Pick out every line below that contains the word "Query" and copy each of those lines. Capital letters count.

Excerpt from a dataset
********

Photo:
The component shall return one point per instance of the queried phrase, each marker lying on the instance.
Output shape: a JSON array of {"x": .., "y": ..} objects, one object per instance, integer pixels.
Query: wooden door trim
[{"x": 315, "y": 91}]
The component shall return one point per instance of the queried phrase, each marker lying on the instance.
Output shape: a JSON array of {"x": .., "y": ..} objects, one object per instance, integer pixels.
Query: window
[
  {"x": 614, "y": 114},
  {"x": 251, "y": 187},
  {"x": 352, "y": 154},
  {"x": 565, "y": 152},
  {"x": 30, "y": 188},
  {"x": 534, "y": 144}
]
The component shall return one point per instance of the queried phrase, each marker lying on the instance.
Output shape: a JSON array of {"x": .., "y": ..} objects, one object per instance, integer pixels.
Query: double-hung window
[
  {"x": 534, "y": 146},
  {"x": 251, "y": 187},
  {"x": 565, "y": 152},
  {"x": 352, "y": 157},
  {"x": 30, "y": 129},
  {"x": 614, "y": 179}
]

********

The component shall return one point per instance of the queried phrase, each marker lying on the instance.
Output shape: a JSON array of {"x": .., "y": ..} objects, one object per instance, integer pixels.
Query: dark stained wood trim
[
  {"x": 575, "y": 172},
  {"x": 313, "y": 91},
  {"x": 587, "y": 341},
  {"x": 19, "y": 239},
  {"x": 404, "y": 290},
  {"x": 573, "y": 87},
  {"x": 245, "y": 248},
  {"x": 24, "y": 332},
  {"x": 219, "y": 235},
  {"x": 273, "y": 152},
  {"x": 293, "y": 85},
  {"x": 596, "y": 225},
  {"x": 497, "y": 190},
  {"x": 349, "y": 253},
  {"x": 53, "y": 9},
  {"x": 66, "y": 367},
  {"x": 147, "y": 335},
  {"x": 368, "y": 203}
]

********

[Task answer]:
Query: wooden door trim
Query: window
Query: double-hung window
Query: dark stained wood trim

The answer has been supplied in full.